▸ **Problem**
Among the records below, find each line bearing the word "halved" and copy it.

START Recorded information

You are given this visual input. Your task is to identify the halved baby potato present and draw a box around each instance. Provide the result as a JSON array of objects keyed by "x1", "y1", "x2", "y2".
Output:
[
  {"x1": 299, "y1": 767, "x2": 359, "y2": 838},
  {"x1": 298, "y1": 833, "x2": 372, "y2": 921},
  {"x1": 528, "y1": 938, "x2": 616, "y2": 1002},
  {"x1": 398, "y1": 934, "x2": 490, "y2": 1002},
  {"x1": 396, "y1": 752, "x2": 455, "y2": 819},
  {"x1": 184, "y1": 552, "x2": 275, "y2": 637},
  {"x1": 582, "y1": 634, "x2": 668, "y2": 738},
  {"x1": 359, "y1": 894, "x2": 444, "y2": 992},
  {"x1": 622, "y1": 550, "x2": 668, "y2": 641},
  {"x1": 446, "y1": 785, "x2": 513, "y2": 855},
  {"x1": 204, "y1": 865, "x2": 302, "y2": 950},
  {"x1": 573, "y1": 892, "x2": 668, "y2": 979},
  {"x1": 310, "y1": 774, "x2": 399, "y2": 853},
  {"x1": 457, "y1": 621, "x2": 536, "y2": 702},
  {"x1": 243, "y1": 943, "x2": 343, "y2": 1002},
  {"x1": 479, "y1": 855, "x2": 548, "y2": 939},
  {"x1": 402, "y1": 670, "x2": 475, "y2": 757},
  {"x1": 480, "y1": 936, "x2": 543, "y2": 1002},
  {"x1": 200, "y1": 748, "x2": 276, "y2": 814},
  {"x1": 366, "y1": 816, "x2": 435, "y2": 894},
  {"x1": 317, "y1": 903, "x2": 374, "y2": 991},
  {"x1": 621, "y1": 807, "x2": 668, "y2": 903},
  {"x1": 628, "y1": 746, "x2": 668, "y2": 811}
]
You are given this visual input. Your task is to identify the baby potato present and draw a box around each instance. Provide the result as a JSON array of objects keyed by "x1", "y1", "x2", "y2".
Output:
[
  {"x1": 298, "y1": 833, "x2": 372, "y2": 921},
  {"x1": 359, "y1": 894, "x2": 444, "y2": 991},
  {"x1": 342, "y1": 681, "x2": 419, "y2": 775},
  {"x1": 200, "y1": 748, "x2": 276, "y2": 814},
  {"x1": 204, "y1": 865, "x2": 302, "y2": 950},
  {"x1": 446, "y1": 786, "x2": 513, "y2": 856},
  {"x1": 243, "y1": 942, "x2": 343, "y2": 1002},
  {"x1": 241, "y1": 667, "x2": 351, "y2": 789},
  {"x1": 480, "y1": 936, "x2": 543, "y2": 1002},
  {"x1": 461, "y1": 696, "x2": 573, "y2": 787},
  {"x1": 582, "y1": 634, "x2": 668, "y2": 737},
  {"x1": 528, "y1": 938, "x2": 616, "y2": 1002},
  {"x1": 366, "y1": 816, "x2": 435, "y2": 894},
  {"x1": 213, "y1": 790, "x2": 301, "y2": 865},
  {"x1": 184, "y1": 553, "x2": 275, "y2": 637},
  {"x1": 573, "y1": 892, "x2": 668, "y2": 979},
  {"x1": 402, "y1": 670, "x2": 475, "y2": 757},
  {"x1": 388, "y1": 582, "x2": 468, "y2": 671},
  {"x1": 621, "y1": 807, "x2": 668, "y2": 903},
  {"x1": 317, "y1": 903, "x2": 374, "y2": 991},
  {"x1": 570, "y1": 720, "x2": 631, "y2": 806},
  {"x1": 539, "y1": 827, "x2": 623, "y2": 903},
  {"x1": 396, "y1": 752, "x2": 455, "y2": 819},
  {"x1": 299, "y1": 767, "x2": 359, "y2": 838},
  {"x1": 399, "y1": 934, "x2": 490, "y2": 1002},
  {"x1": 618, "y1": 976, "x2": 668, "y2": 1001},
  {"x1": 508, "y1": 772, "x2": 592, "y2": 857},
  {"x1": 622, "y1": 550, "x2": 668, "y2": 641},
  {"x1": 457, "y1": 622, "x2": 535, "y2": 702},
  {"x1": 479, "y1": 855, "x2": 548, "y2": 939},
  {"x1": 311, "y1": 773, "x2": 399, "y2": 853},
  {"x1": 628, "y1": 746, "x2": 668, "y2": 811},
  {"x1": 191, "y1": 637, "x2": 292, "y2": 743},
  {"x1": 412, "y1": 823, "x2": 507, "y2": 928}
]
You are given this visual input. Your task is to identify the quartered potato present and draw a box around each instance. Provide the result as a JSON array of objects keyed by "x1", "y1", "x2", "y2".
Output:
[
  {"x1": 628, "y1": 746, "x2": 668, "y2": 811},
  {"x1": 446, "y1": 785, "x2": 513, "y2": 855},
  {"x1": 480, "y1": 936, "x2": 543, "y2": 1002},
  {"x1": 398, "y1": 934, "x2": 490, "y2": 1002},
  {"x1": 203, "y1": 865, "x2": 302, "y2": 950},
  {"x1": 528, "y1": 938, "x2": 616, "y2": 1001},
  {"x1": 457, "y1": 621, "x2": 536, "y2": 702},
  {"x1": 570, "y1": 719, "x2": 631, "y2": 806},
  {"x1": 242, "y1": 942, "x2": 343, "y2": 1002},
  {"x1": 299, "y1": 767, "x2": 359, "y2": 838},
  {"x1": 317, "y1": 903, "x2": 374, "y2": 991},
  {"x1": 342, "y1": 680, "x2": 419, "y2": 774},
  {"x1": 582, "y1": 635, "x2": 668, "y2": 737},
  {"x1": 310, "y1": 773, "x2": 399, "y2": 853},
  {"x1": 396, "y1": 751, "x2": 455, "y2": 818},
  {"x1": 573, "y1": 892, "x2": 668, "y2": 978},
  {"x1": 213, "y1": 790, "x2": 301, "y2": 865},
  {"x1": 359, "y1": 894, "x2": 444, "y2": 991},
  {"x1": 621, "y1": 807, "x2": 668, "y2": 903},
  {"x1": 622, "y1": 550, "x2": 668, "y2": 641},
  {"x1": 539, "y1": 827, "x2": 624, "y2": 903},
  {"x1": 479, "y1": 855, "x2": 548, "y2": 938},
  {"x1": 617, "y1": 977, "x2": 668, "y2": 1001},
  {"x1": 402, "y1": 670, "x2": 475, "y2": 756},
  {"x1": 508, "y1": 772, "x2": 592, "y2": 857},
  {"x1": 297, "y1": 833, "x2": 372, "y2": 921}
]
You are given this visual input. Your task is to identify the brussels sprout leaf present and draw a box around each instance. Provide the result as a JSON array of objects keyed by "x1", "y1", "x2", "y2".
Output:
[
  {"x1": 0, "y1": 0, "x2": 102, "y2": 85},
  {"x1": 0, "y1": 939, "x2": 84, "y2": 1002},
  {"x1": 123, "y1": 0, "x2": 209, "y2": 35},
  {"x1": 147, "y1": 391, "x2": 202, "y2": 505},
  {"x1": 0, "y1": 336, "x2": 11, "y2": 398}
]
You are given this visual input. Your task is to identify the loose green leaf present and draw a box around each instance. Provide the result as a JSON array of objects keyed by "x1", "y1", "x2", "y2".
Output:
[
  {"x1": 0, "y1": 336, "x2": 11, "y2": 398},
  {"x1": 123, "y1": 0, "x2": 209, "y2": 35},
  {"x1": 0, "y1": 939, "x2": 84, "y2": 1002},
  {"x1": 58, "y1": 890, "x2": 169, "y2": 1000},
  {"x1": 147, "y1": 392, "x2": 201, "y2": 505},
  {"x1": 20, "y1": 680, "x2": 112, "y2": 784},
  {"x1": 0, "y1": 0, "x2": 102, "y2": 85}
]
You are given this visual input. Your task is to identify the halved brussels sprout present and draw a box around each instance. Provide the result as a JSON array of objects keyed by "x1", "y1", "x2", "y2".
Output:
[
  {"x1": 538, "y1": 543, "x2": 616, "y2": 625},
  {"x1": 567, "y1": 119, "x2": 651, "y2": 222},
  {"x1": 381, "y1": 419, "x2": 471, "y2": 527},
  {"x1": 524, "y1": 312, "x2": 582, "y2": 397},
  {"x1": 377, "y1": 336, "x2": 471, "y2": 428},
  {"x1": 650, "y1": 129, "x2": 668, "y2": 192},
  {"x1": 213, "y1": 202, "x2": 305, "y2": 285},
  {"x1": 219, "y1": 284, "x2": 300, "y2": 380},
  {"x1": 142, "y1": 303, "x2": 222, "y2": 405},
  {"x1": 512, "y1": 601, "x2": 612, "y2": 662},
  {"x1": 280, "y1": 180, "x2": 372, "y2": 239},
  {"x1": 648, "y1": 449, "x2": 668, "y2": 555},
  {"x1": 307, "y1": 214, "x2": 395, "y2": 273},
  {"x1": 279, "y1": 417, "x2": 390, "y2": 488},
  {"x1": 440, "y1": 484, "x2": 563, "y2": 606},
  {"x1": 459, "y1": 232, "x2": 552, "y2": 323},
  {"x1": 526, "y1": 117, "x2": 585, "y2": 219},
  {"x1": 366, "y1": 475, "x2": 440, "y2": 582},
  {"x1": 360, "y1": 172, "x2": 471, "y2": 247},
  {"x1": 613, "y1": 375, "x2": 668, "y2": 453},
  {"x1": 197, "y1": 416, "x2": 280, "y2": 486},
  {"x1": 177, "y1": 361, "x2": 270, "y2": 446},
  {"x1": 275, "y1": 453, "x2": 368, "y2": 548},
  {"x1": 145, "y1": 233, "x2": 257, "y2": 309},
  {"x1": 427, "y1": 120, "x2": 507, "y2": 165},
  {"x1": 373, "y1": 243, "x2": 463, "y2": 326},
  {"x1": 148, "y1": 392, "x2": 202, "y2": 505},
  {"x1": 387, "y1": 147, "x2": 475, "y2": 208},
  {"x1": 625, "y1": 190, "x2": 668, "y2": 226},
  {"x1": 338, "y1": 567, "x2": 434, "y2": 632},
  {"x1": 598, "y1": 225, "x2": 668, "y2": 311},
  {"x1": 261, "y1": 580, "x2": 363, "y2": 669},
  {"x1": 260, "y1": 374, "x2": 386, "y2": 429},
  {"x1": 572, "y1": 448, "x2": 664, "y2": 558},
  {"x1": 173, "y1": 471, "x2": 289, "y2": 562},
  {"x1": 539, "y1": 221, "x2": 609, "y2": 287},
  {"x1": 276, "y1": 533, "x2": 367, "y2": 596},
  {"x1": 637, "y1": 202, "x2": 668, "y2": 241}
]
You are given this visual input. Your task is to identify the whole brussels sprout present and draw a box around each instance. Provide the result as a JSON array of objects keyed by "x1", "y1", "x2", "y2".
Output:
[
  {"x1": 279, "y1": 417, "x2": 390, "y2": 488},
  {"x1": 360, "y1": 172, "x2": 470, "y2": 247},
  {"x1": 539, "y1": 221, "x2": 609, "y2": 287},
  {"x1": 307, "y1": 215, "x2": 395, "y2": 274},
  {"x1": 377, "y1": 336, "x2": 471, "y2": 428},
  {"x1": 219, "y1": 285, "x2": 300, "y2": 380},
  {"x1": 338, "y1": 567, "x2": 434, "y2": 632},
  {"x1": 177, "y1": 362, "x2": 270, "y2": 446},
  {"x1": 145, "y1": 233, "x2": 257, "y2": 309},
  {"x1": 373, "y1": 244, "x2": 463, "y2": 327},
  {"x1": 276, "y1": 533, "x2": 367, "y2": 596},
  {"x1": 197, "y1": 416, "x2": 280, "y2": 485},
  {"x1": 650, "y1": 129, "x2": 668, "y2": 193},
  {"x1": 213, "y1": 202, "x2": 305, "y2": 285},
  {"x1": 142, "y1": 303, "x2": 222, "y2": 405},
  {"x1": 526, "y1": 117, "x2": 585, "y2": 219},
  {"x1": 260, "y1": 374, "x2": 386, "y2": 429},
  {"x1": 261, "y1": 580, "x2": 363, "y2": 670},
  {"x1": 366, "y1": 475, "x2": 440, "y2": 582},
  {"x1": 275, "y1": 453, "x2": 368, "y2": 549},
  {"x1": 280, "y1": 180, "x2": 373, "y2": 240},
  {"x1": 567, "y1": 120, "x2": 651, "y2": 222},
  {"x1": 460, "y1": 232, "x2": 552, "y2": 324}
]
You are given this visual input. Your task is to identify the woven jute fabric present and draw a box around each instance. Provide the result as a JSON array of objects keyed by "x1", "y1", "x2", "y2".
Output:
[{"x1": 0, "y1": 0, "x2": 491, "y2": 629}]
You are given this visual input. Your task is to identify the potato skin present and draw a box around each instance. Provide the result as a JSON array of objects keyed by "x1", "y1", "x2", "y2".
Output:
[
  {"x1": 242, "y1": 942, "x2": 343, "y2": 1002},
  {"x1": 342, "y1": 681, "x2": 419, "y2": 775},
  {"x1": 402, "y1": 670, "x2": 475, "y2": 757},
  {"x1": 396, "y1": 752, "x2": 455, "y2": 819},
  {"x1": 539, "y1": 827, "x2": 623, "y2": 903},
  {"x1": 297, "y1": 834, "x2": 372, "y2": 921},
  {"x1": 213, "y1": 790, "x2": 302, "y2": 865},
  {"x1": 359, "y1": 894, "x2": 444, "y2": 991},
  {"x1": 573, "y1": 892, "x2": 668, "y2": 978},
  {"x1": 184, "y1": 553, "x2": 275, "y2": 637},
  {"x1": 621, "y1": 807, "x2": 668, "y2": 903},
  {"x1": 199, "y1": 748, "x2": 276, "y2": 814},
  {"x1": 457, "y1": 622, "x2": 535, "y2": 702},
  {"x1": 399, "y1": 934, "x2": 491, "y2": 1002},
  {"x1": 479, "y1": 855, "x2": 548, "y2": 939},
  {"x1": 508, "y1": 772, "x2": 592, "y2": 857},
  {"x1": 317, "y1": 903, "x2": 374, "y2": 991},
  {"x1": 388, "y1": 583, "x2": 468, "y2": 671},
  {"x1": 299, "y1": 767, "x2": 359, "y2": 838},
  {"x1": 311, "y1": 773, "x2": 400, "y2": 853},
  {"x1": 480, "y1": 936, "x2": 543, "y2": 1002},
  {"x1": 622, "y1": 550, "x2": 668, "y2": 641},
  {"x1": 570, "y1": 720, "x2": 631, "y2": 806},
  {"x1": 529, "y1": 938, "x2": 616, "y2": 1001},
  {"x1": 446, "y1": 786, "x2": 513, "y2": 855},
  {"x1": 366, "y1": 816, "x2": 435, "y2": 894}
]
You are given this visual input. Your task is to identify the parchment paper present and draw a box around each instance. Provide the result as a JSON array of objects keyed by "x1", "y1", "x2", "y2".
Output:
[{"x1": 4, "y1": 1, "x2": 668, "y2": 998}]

END Recorded information

▸ **Exercise response**
You are given this visual input. Your task is to identify the halved baby potato present and draw a box around each instance. Provide the result as a JSON array of objects keyed by "x1", "y1", "x2", "y2".
You are given this visual input. Your task is to identify the halved brussels sprout present and draw a box around each instance. Provide the result as a JSON array of objects keyed by "x1", "y1", "x2", "y2".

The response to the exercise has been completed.